Task instructions
Using the records below, locate all lines containing "hanging" and return them.

Source records
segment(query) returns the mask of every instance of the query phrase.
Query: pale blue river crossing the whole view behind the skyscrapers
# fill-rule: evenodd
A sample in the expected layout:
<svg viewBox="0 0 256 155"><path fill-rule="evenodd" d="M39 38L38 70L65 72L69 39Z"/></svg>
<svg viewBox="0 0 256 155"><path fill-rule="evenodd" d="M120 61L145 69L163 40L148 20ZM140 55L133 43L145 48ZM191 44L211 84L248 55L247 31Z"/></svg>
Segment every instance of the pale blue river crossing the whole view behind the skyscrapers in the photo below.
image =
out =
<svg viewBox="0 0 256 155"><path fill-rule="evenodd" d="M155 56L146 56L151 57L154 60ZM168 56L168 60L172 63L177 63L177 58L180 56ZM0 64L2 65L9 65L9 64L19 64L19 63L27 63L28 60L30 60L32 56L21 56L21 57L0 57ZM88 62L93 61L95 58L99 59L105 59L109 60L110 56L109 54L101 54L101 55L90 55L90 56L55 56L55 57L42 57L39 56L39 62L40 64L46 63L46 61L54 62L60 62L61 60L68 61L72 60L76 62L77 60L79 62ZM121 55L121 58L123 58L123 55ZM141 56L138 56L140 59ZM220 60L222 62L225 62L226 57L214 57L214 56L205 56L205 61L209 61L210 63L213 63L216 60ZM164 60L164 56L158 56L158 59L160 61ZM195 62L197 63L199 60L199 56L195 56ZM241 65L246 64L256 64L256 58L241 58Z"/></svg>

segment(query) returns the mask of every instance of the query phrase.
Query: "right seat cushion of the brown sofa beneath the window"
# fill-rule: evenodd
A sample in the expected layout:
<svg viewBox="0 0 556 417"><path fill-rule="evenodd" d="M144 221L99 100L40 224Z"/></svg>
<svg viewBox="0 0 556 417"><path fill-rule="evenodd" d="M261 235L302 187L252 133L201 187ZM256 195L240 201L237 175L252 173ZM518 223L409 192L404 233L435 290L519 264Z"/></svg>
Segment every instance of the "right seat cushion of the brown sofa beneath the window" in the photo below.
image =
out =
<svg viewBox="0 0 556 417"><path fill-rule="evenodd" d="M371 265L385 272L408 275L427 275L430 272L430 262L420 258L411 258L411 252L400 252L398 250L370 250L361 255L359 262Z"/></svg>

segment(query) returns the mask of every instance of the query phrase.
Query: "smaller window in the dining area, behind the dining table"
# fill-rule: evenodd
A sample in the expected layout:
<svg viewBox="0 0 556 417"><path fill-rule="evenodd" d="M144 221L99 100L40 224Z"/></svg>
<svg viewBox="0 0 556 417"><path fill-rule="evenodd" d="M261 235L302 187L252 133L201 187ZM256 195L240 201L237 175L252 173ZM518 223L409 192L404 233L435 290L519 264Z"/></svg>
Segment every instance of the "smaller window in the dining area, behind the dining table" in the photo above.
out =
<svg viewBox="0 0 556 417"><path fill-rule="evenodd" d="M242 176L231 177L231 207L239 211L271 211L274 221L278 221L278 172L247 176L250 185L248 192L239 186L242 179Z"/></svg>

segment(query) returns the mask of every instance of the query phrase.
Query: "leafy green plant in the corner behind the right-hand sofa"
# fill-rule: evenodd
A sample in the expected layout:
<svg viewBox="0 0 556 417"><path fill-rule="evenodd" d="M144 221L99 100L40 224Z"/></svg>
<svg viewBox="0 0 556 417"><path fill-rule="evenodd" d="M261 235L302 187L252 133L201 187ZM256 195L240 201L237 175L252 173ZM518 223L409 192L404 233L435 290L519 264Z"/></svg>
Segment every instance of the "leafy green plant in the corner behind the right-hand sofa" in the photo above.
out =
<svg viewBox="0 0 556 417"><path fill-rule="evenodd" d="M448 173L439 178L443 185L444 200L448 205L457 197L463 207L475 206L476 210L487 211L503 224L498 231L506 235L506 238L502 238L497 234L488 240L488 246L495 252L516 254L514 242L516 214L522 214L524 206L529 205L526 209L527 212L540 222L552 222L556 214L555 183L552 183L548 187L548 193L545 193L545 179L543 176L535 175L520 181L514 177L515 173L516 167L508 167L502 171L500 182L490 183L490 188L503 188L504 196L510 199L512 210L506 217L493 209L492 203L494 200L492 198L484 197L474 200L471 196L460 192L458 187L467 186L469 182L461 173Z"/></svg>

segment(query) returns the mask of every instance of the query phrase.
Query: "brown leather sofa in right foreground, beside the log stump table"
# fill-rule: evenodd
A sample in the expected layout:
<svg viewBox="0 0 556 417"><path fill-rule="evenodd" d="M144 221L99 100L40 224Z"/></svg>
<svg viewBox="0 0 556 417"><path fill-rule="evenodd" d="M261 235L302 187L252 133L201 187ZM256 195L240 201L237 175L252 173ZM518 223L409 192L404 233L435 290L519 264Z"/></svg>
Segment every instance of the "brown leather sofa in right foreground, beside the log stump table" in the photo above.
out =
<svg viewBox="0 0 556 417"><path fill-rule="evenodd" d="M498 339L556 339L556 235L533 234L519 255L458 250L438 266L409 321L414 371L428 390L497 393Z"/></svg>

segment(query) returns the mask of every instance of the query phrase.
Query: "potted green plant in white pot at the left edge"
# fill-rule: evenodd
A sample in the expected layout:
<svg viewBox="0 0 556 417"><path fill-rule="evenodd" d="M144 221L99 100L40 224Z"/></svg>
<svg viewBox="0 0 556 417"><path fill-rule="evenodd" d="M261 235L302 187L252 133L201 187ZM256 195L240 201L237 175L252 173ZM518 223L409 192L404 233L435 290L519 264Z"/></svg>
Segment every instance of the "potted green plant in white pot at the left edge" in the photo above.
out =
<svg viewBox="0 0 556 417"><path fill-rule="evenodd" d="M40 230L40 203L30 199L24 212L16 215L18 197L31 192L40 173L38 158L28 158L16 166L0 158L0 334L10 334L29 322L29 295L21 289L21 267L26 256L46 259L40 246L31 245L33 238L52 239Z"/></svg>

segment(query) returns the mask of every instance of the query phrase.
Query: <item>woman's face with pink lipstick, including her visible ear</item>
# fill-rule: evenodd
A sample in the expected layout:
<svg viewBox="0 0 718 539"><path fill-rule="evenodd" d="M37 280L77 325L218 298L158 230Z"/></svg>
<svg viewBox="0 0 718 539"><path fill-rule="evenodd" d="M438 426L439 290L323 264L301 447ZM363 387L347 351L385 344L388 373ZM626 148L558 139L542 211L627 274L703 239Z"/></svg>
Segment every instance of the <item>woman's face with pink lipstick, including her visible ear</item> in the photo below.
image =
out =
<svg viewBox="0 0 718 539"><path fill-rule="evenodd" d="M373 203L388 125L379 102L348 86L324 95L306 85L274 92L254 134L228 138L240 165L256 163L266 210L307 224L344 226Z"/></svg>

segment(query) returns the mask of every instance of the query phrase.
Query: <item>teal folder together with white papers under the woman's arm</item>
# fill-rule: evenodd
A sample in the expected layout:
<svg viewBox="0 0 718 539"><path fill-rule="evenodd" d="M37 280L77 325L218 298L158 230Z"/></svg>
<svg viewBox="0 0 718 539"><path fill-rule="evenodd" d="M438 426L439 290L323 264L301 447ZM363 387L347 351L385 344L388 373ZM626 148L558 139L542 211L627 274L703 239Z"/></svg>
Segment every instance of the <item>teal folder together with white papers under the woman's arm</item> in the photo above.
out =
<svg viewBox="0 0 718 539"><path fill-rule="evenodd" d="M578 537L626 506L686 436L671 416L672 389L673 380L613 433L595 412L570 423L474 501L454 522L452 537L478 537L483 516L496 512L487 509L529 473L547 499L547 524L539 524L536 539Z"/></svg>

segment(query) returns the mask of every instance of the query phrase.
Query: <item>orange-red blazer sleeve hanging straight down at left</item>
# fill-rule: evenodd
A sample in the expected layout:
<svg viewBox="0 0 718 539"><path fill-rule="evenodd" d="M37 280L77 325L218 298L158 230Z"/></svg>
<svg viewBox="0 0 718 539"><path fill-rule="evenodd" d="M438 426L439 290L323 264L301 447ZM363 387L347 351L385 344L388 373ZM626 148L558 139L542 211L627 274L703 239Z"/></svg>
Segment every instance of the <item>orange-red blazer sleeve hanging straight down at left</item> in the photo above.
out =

Completed task
Query: <item>orange-red blazer sleeve hanging straight down at left</item>
Segment every instance of the <item>orange-red blazer sleeve hanging straight down at left</item> in the photo above.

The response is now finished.